┌────────
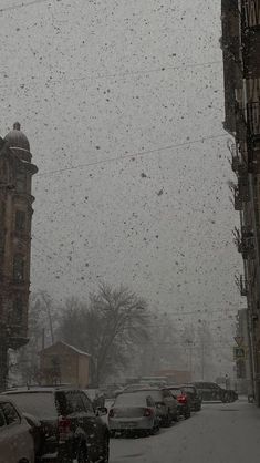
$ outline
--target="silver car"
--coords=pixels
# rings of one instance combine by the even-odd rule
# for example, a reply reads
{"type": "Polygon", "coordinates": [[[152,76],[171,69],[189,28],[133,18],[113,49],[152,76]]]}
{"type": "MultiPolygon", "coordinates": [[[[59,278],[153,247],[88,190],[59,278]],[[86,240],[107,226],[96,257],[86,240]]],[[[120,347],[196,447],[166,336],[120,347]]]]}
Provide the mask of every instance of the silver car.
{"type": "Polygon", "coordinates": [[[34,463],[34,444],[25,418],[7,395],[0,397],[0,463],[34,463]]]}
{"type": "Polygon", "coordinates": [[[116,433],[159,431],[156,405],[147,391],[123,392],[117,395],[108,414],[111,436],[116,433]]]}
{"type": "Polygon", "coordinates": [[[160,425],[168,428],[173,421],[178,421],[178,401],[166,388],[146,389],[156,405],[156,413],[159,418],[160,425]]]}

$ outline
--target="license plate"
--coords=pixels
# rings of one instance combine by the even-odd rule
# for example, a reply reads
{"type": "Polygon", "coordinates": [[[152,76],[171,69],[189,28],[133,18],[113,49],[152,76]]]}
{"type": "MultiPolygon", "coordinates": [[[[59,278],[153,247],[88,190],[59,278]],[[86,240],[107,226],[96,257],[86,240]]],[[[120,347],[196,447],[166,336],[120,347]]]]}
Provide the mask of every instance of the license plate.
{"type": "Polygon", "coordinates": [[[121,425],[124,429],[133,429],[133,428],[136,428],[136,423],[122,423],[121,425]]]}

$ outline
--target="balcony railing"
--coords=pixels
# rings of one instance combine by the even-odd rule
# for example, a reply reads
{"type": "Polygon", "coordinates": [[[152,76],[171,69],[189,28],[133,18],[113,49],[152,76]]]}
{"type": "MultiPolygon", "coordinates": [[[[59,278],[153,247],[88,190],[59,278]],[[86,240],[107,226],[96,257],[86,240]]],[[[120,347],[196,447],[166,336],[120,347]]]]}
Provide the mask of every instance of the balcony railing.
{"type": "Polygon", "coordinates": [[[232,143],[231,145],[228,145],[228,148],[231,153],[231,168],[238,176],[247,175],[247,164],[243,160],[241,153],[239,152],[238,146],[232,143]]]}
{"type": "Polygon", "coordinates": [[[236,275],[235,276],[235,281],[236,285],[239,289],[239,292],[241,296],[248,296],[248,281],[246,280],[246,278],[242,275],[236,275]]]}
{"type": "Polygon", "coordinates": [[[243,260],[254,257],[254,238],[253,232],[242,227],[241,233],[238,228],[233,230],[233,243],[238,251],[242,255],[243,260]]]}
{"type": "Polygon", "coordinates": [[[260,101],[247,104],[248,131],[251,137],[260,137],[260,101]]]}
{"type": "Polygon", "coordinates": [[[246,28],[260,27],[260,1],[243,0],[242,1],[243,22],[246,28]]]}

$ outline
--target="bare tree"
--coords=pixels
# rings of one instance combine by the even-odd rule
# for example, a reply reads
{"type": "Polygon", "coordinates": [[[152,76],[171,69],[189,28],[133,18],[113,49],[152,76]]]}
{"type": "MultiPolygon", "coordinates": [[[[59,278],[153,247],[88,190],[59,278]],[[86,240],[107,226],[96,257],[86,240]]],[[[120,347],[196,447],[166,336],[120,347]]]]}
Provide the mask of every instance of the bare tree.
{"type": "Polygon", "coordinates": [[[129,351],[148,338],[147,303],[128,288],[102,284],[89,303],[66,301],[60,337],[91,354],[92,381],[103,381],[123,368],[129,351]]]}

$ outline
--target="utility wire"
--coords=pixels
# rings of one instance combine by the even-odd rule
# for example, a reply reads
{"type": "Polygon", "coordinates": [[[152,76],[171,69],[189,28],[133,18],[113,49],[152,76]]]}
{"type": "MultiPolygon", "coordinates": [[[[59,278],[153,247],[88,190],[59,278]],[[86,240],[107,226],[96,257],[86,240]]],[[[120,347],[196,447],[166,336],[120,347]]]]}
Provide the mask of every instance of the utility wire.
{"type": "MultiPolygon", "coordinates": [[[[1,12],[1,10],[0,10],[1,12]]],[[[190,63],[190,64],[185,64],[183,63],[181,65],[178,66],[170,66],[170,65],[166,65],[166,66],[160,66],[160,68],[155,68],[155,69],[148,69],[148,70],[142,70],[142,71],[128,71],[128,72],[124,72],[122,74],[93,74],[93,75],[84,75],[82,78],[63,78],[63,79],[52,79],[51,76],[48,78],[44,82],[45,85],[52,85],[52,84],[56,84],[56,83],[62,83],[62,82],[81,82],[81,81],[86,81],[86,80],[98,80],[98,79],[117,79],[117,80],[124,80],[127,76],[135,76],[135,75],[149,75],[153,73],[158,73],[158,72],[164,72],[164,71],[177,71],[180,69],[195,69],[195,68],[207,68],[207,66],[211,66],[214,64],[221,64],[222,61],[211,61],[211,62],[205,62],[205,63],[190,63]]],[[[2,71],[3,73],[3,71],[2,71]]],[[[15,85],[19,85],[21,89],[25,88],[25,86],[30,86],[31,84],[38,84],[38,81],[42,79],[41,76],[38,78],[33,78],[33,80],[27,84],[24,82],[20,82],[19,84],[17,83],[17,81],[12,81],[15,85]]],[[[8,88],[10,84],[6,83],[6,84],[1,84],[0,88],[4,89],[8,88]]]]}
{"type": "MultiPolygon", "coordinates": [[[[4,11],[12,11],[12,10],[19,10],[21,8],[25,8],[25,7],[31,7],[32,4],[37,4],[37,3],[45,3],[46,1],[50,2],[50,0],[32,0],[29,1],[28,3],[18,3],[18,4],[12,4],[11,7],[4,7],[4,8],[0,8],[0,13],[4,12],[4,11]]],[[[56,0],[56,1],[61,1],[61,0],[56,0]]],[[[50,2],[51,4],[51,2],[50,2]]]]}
└────────
▸ **Exercise aim**
Copy out each line of the records that contains the word "every". Case counts.

▸ **Output below**
Provide the mask of every instance of the silver car.
Provide the mask of every instance of the license plate.
Provide the mask of every instance of the balcony railing.
Provide the mask of every instance of the bare tree.
Provide the mask of every instance of the utility wire.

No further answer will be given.